Il conflitto non riguarda solo le persone ma i sistemi, organizzazioni, team, imprese, e porta un messaggio rilevante. Coglierlo può fare la differenza tra un’azienda che evolve e una che non riesce a farlo. Ne hanno parlato Ilaria e Manuele Ceschia, CEO di MyNet, piattaforma per la gestione delle risorse umane, a Visionary HR Talks, ciclo di incontri sulla comunicazione interna e l’HR management condotto da Priel Korenfeld.
L’intervista è disponibile in formato audio e testuale. Buon ascolto e buona lettura!
Priel – Ciao, sono Priel Korenfeld e questo è Visionary HR Talks, dove ci chiediamo come possiamo migliorare la qualità della vita sul lavoro. Il tema oggi per me è è vicinissimo. Lo affrontiamo con Manuale Ceschia, CEO di MyNet, padrone di casa, e Ilaria Magagna, facilitatrice di Tara facilitazione.
Il grande tema è il conflitto come alleato: come possiamo trasformarlo attraverso l’intelligenza collettiva?
Prima di tutto, capiamo di cosa stiamo parlando con Ilaria, facilitatrice. Aiutaci a capire Tara facilitazione cosa fa e, se c’è una differenza nel mondo della facilitazione, come si posiziona Tara, come ti posizioni tu.
Ilaria – Parto dalla parola facilitatrice, ogni volta mia mamma mi chiede: scusa, che lavoro fai? Mi sono allenata a rispondere: una facilitatrice aiuta i team e le organizzazioni a lavorare meglio insieme. Lo dice la parola stessa, la facilitatrice rende più facile il lavoro e lo fa in modi differenti. Ci sono facilitatori e facilitatrici che supportano principalmente i processi all’interno di un’azienda, con una attenzione particolare a come fanno le cose, altri e altre che supportano in particolare le relazioni, quindi tutto ciò che ha a che fare, per l’appunto, anche col conflitto. Infine ci sono facilitatori e facilitatrici che lavorano principalmente sugli obiettivi e quindi, per esempio, sugli OKR o su altri strumenti che aiutano un team a raggiungere l’obiettivo. Nello specifico, Tara nasce con l’intento di supportare i team e le organizzazioni nei loro processi e percorsi di trasformazione e di lavoro insieme con un occhio a tutti e tre questi elementi, processi, obiettivi e persone. In realtà ognuno di questi elementi è una porta di ingresso per esplorare l’organizzazione: ad esempio si parte dalla relazione, ma poi emerge il bisogno di lavorare anche sui processi, sulla visione comune e così via.
•••••
Prosegui l'intervista sul conflitto come alleato nelle organizzazioni, riprendendo subito dopo l'ultima frase riportata sopra.
•••••
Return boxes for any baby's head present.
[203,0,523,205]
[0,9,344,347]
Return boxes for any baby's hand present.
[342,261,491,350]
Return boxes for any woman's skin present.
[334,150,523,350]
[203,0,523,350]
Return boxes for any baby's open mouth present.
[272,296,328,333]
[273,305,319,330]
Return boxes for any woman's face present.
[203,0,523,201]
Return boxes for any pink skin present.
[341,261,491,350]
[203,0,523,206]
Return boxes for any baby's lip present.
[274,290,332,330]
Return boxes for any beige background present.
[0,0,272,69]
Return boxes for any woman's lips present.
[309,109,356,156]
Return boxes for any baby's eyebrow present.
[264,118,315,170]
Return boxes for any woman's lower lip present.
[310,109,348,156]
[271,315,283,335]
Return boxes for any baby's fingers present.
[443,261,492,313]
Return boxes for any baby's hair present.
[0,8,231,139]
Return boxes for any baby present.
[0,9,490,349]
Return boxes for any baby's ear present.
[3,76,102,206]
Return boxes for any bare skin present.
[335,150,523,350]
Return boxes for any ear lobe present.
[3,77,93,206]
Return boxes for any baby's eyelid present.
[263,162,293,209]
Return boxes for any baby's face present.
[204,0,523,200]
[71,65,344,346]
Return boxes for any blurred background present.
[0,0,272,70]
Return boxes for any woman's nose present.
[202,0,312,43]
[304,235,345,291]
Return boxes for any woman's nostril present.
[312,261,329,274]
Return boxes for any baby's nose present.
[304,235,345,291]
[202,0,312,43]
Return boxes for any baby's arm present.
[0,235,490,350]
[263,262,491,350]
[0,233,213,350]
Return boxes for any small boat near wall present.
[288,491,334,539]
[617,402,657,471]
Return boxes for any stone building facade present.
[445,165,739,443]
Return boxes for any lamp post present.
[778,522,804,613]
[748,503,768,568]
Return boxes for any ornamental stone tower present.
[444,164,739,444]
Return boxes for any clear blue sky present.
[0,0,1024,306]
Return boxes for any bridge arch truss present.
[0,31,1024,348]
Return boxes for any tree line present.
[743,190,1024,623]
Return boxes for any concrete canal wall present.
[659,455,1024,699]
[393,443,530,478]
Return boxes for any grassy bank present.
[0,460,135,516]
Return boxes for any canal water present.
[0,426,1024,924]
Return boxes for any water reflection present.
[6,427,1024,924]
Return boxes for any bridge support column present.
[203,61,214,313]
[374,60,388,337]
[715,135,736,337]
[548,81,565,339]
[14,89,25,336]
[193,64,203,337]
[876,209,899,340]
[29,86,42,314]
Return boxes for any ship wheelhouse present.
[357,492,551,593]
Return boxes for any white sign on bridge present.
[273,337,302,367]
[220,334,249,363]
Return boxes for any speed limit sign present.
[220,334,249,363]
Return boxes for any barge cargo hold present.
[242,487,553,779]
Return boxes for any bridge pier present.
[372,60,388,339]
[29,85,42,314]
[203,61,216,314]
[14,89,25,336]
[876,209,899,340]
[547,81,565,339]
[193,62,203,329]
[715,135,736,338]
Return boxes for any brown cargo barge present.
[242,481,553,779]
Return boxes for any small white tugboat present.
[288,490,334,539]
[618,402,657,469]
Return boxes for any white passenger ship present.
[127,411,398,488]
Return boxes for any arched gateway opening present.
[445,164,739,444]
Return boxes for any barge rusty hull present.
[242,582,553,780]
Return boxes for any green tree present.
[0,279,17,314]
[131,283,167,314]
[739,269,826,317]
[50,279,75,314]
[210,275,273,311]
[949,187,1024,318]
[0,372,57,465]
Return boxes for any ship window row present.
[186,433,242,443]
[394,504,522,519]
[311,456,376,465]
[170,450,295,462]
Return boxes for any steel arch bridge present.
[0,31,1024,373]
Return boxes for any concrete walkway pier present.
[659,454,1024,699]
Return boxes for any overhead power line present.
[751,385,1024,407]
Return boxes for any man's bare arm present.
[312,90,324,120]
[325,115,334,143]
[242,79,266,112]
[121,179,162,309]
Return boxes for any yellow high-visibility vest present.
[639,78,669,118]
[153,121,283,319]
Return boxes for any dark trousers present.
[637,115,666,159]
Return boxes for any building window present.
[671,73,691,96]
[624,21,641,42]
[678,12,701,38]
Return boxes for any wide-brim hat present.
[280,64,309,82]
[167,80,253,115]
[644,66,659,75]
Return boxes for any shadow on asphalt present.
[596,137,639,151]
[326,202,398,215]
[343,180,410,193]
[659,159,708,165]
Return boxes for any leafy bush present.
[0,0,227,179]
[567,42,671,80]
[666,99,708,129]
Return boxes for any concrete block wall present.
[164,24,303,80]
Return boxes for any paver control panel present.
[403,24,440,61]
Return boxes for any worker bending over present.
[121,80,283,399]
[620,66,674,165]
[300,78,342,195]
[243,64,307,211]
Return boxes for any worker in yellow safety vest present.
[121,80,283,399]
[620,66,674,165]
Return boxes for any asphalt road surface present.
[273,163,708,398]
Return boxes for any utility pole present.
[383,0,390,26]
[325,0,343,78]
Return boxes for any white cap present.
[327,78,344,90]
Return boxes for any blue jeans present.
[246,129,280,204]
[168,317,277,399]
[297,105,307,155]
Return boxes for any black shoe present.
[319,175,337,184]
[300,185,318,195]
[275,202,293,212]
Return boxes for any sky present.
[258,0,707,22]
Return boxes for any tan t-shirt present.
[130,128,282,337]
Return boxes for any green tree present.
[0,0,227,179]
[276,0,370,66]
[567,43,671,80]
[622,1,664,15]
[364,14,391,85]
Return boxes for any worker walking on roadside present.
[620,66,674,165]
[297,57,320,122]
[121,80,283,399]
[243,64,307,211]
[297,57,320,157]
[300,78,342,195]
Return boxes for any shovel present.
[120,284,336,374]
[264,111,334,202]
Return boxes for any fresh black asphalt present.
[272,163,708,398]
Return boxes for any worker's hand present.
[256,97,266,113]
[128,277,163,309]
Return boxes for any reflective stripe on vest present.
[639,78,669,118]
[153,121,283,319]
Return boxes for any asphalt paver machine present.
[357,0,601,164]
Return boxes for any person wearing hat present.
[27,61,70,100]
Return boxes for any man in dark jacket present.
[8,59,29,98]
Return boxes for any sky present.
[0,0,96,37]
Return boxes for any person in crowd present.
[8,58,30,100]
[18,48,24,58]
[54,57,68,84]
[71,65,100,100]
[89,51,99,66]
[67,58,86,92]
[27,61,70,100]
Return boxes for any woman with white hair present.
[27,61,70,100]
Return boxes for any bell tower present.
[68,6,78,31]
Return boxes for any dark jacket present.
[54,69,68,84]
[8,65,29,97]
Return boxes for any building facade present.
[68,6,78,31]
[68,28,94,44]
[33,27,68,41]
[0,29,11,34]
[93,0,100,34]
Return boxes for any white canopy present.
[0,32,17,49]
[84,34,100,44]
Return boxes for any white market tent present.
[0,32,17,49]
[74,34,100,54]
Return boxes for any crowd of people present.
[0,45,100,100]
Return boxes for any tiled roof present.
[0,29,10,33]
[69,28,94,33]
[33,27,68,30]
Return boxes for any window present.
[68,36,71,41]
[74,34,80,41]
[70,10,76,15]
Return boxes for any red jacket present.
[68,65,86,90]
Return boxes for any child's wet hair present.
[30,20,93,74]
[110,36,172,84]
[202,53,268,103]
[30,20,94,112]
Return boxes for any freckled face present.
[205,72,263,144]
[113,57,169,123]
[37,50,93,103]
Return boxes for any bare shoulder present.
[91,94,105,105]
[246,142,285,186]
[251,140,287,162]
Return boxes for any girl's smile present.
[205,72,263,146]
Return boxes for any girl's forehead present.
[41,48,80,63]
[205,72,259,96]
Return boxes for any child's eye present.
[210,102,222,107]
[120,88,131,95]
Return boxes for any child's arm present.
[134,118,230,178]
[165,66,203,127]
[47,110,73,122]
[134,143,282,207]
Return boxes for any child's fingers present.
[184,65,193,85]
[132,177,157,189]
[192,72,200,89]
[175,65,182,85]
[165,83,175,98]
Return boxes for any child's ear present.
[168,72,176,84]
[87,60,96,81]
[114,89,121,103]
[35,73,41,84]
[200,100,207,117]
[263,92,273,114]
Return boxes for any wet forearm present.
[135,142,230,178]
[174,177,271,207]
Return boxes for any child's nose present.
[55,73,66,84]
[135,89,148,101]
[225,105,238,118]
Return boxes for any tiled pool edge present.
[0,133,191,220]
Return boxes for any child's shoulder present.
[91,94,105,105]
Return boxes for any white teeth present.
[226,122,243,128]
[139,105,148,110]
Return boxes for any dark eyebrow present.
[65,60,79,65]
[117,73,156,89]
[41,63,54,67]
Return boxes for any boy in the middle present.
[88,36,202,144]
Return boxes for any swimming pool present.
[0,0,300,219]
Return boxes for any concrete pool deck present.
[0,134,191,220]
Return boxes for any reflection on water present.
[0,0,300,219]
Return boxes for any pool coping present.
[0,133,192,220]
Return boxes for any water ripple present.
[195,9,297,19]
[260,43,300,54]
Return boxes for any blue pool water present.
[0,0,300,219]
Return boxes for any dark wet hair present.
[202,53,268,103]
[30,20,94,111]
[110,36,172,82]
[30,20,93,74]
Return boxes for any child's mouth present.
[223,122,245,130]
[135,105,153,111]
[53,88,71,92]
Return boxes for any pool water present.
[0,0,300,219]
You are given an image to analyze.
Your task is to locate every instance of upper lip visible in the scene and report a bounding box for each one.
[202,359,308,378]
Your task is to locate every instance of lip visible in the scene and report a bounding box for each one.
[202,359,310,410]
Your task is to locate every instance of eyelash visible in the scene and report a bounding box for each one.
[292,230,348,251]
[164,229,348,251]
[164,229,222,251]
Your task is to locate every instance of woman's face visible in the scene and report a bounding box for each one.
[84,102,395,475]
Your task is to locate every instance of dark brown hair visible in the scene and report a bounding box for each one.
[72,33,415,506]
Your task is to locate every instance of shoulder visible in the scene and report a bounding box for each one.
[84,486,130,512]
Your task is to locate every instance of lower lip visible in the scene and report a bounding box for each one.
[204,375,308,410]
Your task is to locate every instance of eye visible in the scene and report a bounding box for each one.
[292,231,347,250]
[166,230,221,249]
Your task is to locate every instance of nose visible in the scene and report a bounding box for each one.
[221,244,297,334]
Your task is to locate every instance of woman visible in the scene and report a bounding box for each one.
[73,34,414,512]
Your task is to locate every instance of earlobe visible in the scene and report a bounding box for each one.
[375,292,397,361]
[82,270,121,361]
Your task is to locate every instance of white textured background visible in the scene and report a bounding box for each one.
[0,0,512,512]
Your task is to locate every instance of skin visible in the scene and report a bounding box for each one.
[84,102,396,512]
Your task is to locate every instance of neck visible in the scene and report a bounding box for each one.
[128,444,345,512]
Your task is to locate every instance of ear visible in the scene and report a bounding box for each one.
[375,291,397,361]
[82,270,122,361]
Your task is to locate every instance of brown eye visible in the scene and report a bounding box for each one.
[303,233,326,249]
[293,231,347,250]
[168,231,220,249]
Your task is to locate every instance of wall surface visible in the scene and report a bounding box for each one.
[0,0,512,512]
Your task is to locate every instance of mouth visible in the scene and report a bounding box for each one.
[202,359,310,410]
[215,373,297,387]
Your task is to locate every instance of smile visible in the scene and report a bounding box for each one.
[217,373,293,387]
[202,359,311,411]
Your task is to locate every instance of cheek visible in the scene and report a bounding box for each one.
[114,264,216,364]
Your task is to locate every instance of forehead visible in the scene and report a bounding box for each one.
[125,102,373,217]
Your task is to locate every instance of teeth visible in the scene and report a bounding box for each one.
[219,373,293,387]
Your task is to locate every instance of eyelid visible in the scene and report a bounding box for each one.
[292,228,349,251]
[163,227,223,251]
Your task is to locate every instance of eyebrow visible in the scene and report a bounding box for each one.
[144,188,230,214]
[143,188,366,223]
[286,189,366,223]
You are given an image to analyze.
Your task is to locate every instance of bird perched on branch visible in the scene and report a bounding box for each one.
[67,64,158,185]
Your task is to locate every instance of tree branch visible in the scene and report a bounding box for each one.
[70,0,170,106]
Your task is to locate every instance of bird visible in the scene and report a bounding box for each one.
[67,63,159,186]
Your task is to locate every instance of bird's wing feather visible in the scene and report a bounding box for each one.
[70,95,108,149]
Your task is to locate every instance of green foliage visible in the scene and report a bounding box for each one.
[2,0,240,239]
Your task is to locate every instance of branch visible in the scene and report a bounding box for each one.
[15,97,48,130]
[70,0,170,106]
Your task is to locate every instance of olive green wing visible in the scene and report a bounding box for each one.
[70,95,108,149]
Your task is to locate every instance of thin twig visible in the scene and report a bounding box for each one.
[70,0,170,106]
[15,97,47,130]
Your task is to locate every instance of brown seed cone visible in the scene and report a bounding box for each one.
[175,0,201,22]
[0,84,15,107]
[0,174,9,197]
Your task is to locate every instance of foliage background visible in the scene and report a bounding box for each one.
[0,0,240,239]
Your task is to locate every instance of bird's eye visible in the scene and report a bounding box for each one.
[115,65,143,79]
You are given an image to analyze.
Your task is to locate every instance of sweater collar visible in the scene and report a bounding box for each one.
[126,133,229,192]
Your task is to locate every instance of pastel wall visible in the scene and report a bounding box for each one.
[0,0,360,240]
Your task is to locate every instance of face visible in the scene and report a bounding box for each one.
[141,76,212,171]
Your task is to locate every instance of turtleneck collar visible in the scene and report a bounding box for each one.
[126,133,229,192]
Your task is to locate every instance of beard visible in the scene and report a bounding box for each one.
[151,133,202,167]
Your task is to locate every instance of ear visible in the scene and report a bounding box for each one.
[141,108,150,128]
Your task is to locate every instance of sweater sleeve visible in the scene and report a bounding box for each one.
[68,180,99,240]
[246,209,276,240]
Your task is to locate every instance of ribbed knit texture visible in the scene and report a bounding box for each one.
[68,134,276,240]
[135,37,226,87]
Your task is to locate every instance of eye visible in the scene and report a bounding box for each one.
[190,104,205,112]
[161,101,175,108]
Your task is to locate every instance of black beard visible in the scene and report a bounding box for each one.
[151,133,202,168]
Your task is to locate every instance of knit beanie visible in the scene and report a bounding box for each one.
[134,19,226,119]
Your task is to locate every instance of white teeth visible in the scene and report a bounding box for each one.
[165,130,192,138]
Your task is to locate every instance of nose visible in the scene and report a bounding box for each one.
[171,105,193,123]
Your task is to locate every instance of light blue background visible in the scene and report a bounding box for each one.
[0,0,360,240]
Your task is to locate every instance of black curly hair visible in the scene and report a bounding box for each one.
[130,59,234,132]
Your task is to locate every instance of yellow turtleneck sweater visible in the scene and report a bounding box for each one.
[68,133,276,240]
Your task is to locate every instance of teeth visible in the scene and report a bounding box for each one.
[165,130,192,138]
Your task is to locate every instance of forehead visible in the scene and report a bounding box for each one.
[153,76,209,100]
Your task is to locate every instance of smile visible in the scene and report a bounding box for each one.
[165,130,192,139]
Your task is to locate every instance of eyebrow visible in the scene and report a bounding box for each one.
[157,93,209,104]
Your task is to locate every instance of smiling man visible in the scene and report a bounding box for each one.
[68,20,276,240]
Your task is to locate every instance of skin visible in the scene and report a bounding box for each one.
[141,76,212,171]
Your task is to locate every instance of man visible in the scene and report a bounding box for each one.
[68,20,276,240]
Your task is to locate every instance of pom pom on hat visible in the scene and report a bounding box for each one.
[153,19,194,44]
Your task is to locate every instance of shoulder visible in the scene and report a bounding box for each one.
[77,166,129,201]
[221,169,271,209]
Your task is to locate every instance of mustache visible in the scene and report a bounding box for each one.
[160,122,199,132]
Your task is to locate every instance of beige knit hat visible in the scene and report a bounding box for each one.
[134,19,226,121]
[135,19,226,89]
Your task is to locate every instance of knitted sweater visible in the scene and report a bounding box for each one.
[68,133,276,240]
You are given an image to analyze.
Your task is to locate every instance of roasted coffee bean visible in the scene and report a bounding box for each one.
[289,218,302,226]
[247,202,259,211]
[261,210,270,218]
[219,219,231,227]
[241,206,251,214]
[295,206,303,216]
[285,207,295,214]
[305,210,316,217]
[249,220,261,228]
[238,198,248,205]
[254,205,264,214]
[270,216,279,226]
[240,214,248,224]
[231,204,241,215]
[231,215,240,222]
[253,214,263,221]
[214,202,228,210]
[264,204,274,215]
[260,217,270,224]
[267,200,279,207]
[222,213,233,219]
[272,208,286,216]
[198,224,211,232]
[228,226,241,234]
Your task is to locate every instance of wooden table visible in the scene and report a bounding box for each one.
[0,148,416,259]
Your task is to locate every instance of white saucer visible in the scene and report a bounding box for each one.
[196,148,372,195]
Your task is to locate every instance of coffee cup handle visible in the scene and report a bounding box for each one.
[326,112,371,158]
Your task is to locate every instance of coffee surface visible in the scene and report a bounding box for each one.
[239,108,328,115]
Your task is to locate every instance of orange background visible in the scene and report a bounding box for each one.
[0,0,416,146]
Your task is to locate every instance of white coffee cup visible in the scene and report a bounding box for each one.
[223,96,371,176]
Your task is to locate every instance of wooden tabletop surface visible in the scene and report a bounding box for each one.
•••••
» **RISULTATO DELL'ESERCIZIO**:
Priel – Quindi la facilitazione è aiutare i team e Tara, nello specifico, ha uno sguardo sulla trasformazione. Ma appena cominciamo a spostare le cose, a cambiare, vengono fuori anche i conflitti. Si dice che tutti quanti vogliono che le cose cambino affinché le cose restino come erano prima. Come ti sei avvicinata a questo tema? Quali sono i ricordi che ti portano a questo? Io sono nato e cresciuto in Israele. Il tema del conflitto me lo porto dentro, mi sono interrogato parecchio sul conflitto: tu come ci sei arrivata?
Ilaria – Ci sono arrivata per gradi. Prima di fare la facilitatrice, ho lavorato nel mondo del teatro, nell’associazionismo, i gruppi sono da sempre il mio pane quotidiano o perché li facilito o perché sono completamente immersa nelle loro dinamiche. Mi sono resa conto che ero terrorizzata dal conflitto, ho capito ad un certo punto che avevo molta paura. Questa paura in realtà mi stava frenando, non mi permetteva di fare dei passi in avanti, di evolvere. Davanti al conflitto mi congelavo completamente. Mi sono detta: non va bene, non funziona. E mi sono chiesta: ci sarà un modo di lavorare meglio insieme?
Nei gruppi ci sono dinamiche simili: spesso ci sono grandi idee, grandi obiettivi ma c’è un problema tra le persone, di relazioni.
Ho cominciato a esplorare la facilitazione, il tema principale per quanto riguarda le relazioni era chiaramente il conflitto e quindi, pur avendone una grossa paura, ho iniziato a lavorarci su.
Priel – Mi piacerebbe capire meglio cosa mettiamo dentro la parola conflitto. Nel titolo dell’incontro abbiamo usato anche un’altra parola forte: alleato. Nei post per la comunicazione dell’incontro abbiamo citato Laloux secondo cui il conflitto è inevitabile, i comportamenti conflittuali no. Quindi cosa intendiamo?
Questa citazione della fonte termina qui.